§ Document text

§ §

On August 2, 2007, Presmy pled guilty to the battery charge as a negotiated plea agreement so as not to put himself and his family through a lengthy trial and under the advice of his lawyer. His sentence was 45 hours community service, 12 weeks of anger management, 12 months of probation with early termination after six months and a
$595 court fee.
Petitioner alleges Respondent, by his conduct, violated School Board Policies 0.01, 1.013 and 3.12, and State Board of Education Rules 6B-1.001 and 6B-1.006.
Subsequently, the School Board of West Palm Beach County at a meeting on October 24, 2007, voted to suspend Presmy without pay effective October 25, 2007, and initiated dismissal proceedings.
Although included as a Conclusion of Law in the School Board Decision, the following fact was also found in the School Board Decision: “There is no evidence that Presmy's physical contact with the student in any way impaired his effectiveness in the school system.”
CONCLUSIONS OF LAW
Jurisdiction.
The Division of Administrative Hearings has jurisdiction over the subject matter of this proceeding and of the parties thereto pursuant to Sections 120.569 and 120.57(1), Florida Statutes (2009).
The Burden and Standard of Proof.
Petitioner seeks to impose penalties against Mr. Presmy pursuant to the Administrative Complaint that include the suspension or revocation his Florida educator’s certificate. Therefore, Petitioner has the burden of proving the specific allegations of fact that support its charges by clear and convincing evidence. See Department of Banking and Finance, Division of Securities and Investor Protection v. Osborne Stern and Co., 670 So. 2d 932 (Fla. 1996); Ferris v. Turlington, 510 So. 2d 292 (Fla. 1987); and Pou v. Department of Insurance and Treasurer, 707 So. 2d 941 (Fla. 3d DCA 1998).

§ §

§ Material shown
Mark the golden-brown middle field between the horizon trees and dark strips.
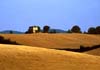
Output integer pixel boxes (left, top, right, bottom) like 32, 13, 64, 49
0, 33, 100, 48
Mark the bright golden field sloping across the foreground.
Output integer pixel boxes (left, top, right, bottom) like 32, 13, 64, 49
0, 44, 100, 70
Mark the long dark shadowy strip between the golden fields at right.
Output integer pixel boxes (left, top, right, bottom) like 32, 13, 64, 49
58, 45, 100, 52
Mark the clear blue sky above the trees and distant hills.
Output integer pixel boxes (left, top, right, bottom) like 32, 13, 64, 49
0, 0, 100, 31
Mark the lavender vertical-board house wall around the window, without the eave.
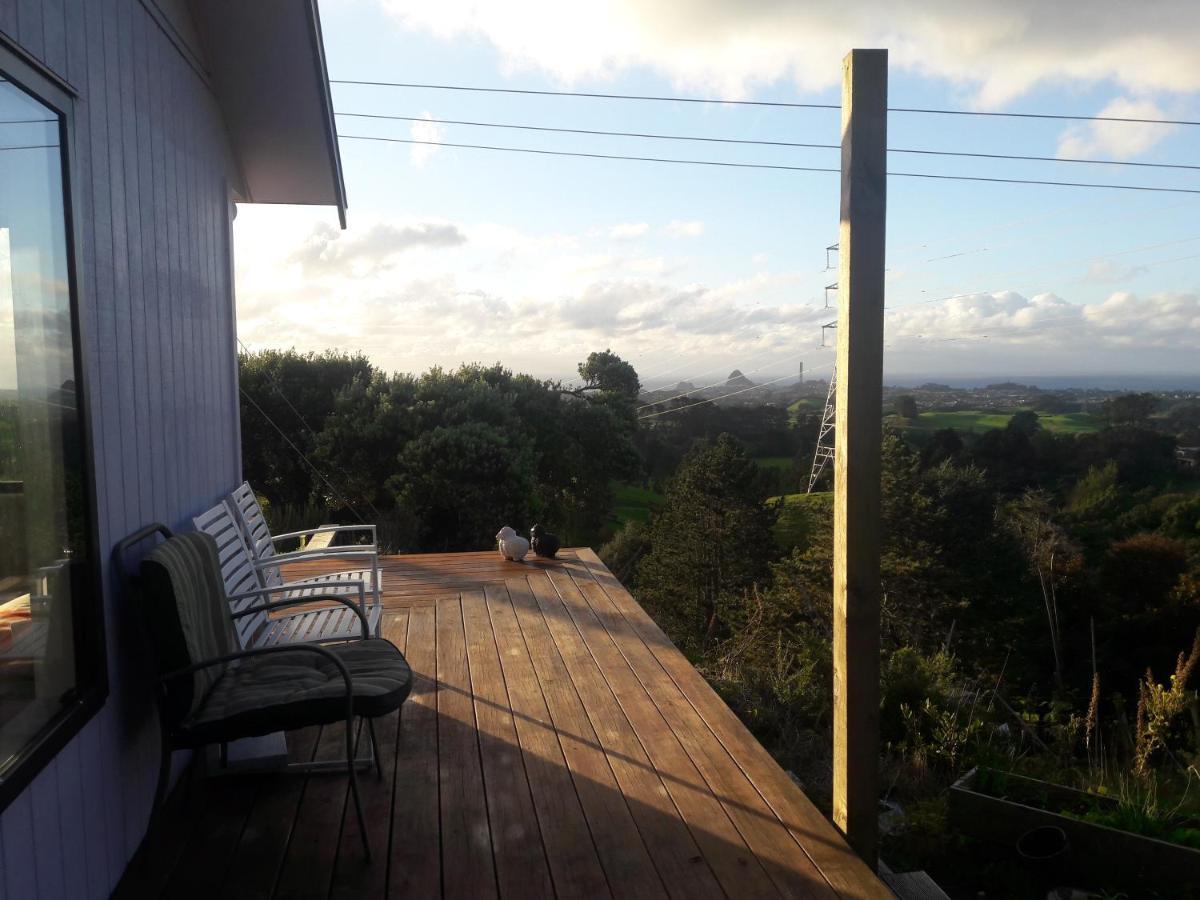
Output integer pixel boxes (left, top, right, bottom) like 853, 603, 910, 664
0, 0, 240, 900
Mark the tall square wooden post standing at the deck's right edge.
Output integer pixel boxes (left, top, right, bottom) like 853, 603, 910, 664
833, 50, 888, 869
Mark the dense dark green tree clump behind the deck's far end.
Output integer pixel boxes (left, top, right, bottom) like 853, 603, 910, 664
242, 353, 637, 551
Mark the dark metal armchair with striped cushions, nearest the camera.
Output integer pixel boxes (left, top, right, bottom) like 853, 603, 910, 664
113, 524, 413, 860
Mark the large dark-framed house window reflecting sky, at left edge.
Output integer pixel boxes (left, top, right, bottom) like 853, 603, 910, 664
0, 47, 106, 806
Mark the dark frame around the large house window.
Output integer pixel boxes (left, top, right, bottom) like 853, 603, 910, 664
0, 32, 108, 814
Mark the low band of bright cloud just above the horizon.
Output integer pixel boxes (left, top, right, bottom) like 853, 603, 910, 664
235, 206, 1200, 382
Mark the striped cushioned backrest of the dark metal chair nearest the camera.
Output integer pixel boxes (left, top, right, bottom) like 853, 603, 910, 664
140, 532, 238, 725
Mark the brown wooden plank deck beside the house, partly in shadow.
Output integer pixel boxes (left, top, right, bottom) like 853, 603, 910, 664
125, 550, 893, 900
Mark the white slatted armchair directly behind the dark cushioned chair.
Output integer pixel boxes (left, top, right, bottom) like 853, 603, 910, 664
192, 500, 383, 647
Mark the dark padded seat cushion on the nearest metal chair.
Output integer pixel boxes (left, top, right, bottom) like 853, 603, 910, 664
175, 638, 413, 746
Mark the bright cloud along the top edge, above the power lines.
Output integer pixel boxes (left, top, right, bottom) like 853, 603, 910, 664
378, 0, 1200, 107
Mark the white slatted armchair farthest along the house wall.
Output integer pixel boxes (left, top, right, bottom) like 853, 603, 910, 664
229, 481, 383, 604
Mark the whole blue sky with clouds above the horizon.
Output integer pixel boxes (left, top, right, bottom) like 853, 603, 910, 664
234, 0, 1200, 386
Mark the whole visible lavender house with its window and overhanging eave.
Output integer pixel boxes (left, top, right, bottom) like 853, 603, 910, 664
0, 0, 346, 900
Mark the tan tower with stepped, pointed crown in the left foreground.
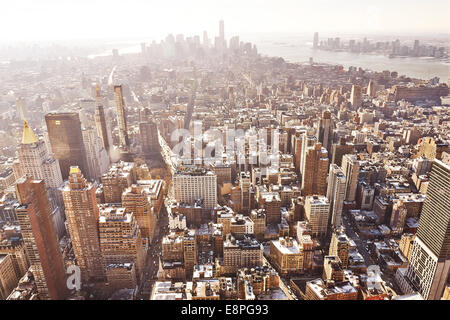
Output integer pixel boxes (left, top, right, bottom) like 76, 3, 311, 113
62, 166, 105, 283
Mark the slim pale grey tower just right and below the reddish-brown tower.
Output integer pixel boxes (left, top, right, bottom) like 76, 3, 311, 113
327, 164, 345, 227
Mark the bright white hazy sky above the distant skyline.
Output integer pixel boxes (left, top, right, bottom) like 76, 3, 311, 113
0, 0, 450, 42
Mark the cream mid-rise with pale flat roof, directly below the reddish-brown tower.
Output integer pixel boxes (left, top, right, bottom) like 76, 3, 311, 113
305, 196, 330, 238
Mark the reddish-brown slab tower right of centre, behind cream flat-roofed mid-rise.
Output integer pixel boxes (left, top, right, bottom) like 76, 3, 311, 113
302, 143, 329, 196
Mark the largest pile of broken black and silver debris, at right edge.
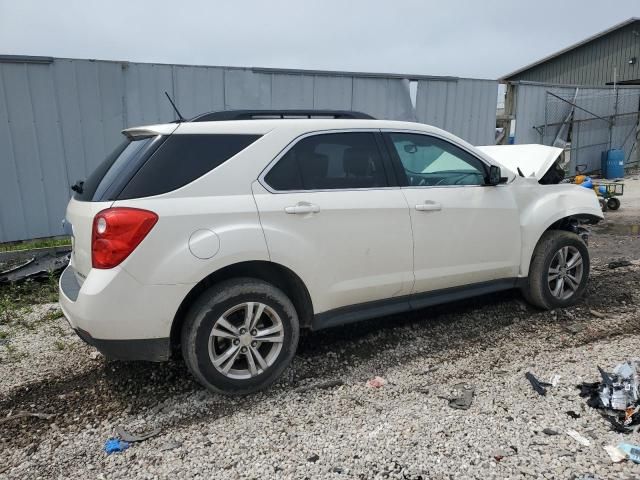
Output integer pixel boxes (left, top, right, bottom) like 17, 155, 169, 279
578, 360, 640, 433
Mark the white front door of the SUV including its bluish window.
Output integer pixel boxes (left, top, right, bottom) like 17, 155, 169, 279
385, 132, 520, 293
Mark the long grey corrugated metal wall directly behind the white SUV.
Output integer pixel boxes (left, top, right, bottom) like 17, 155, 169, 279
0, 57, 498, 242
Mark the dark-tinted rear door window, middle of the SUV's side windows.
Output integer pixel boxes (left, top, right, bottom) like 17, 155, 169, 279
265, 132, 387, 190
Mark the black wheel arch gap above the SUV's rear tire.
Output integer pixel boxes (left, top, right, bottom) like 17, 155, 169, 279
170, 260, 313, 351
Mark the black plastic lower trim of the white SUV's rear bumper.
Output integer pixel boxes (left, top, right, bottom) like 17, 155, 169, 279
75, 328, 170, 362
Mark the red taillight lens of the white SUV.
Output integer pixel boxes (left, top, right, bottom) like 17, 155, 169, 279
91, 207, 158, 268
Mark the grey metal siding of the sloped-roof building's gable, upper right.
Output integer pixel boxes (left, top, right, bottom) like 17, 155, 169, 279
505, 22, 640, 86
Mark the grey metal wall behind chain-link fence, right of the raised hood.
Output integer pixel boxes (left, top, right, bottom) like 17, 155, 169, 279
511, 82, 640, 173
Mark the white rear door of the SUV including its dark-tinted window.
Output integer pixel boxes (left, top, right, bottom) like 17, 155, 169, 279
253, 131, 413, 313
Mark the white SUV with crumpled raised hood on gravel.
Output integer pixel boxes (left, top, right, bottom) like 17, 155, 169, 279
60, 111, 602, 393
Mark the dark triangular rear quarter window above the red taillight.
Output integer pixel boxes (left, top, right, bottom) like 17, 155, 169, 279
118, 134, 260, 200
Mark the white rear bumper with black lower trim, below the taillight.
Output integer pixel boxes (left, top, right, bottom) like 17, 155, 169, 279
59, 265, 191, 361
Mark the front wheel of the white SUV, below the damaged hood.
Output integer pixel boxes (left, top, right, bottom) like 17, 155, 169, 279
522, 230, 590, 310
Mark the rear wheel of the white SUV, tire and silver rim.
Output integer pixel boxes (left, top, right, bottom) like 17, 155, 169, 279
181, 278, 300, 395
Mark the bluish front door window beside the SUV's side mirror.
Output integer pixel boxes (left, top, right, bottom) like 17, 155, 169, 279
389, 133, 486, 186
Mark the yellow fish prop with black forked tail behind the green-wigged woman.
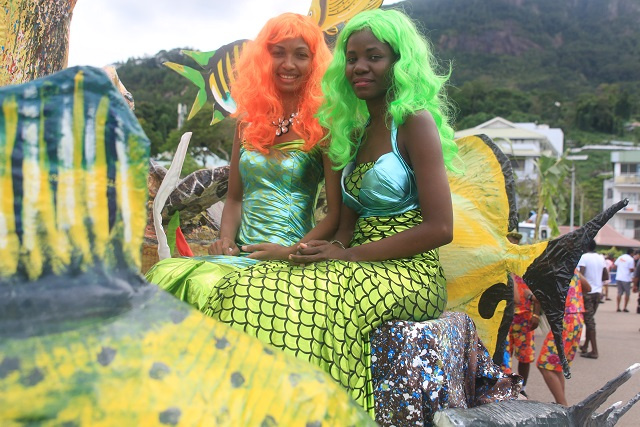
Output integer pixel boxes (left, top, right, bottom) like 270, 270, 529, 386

§ §

Can you quote the Presmy decision above word for word, everything from "Subsequently, the School" down to "Florida Statutes (2009)."?

Subsequently, the School Board of West Palm Beach County at a meeting on October 24, 2007, voted to suspend Presmy without pay effective October 25, 2007, and initiated dismissal proceedings.
Although included as a Conclusion of Law in the School Board Decision, the following fact was also found in the School Board Decision: “There is no evidence that Presmy's physical contact with the student in any way impaired his effectiveness in the school system.”
CONCLUSIONS OF LAW
Jurisdiction.
The Division of Administrative Hearings has jurisdiction over the subject matter of this proceeding and of the parties thereto pursuant to Sections 120.569 and 120.57(1), Florida Statutes (2009).